→ STATED GOAL
Write out all of the data without omission, exactly as shown.

Coordinate annotation entries:
>>>>

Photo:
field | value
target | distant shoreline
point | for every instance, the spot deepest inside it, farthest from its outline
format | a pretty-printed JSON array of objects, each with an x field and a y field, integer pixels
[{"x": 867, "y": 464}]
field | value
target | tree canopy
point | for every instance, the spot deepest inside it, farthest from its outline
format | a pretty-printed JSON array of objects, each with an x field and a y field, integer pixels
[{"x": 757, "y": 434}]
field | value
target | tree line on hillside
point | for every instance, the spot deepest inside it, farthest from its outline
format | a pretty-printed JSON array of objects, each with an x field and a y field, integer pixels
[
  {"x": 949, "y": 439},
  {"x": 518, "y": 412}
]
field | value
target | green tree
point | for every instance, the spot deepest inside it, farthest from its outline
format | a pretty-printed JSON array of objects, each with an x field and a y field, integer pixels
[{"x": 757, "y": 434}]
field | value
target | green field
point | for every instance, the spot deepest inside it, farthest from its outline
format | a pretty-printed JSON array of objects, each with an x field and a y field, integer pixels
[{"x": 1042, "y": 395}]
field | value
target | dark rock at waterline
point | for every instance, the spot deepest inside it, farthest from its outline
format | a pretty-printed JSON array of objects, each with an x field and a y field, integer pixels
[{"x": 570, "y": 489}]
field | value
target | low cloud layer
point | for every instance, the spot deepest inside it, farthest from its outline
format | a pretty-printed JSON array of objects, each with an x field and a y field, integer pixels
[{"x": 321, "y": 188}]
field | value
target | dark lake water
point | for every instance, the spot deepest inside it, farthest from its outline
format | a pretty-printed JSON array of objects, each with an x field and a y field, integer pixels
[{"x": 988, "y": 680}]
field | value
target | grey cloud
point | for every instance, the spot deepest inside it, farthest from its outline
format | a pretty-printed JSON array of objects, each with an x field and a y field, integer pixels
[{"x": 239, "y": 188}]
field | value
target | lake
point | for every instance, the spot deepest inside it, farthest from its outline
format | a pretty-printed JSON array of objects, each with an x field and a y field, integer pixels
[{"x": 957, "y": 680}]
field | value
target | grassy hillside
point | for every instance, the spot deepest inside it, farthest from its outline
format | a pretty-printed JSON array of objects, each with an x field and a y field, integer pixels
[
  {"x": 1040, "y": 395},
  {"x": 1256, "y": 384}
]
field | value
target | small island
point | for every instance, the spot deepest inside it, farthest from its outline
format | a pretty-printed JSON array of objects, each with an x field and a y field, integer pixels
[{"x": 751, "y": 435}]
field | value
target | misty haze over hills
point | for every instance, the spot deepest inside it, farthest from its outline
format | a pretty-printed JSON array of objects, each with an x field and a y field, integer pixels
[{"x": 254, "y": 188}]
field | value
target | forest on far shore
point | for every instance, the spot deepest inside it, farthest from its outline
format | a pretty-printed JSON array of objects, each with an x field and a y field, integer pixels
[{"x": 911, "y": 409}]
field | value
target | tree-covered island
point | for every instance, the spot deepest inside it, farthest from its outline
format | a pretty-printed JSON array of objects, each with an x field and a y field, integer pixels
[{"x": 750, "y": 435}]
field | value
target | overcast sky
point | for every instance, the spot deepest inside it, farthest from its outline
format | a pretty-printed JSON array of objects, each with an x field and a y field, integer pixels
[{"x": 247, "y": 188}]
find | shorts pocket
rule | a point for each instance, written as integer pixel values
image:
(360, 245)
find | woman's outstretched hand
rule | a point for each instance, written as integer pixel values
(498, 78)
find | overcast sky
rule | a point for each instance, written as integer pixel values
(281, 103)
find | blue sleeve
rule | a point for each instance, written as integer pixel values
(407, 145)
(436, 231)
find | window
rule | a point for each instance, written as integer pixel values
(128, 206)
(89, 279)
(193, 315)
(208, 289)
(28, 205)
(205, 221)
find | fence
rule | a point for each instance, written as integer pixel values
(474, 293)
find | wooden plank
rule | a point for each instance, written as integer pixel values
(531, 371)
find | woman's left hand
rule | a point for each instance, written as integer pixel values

<<<<

→ RESPONSE BELOW
Photo:
field | value
target | distant shoreline
point | for every instance, the spot deepest inside it, farthest from its outline
format | a pretty-printed JSON array of objects, each with an x field and a y field, integer pixels
[{"x": 867, "y": 464}]
field | value
target | tree canopy
point | for every instance, the spot deepest inside it, farthest from its outline
format | a pretty-printed JSON array of objects, each with an x field and a y field, integer pixels
[{"x": 757, "y": 434}]
field | value
target | tree line on hillside
point | for every instance, the spot deepest inside it, farthest from its outline
format | a pretty-printed JSON array of objects, each with an x field and a y field, integer pixels
[
  {"x": 949, "y": 439},
  {"x": 518, "y": 412}
]
field | value
target | green tree
point | for every instance, the spot deepest inside it, farthest from its outline
format | a pretty-printed JSON array of objects, each with an x field and a y field, integer pixels
[{"x": 757, "y": 434}]
field | value
target | green field
point | for every instance, the spot deepest inside it, farthest from its outline
format | a pretty-printed JSON array of objects, each with an x field and a y field, integer pixels
[{"x": 1042, "y": 395}]
field | value
target | dark rock at waterline
point | for every instance, the spot deepest inside it, farthest from its outline
format | a pretty-printed JSON array of objects, each with an x field and a y field, integer pixels
[{"x": 570, "y": 489}]
field | value
target | low cloud layer
point | for every instance, the spot deepest inside it, farthest from its outline
format | a pretty-printed JSON array of objects, each with an x field and a y field, integer pixels
[{"x": 321, "y": 188}]
field | value
target | dark lake water
point | for every instance, the spot deepest inside it, farthest from its outline
format | a pretty-printed JSON array of objects, each with an x field and a y field, integer pixels
[{"x": 988, "y": 680}]
field | value
target | grey cloud
point | for every instance, the spot deepest inside it, farthest from its outline
format | a pretty-printed JSON array of objects, each with an x field and a y field, integer pixels
[{"x": 239, "y": 188}]
field | value
target | lake
point | for every instance, the spot deepest inside it, farthest from its outline
format | a pretty-printed JSON array of objects, each with an x field and a y field, integer pixels
[{"x": 957, "y": 680}]
field | value
target | grassy hillside
point | for every instance, the spot deepest inside it, farthest from its outline
format | a pretty-printed JSON array of objects, each with an x field and a y field, integer pixels
[
  {"x": 1040, "y": 395},
  {"x": 1256, "y": 384}
]
field | value
target | small island
point | for every instance, the spot deepest inside it, farthest from its outline
format | a pretty-printed JSON array of objects, each with an x field and a y field, integer pixels
[{"x": 751, "y": 435}]
field | value
target | misty haze over hills
point | for every instance, the spot deepest inside it, farthest from its outline
format | a pretty-printed JSON array of objects, each with an x field and a y field, integer pixels
[{"x": 254, "y": 188}]
field | value
target | forest on far shore
point | for every instance, the spot deepest inside it, farthest from its outline
format | a pretty-printed JSON array of objects, each with an x field and a y field, integer pixels
[{"x": 911, "y": 409}]
field | value
target | tree-covered island
point | for every instance, the spot deepest inside it, farthest from its outline
format | a pretty-printed JSON array of objects, each with an x field and a y field, integer pixels
[{"x": 750, "y": 435}]
field | value
target | overcast sky
point | for every instance, the spot deepest inside it, farthest from its outline
format | a pretty-printed JSON array of objects, each with an x field and a y field, integer pixels
[{"x": 247, "y": 188}]
find | shorts pocket
rule | a point for each instance, written as integer pixel values
image:
(360, 245)
find | woman's outstretched hand
rule | a point for each instance, written as integer pixel values
(498, 78)
find | overcast sky
rule | a point for each instance, written as integer pixel values
(281, 103)
find | blue sleeve
rule | a point for each instance, written as integer pixel values
(407, 145)
(436, 231)
find | window
rule | a point for each instance, written as integer pixel values
(128, 206)
(89, 279)
(193, 315)
(208, 289)
(28, 205)
(205, 221)
find | fence
rule | a point for each instance, written as integer pixel values
(474, 293)
find | wooden plank
rule | a point for each instance, written as integer pixel values
(531, 371)
find | woman's left hand
rule | a point for each instance, written as integer pixel values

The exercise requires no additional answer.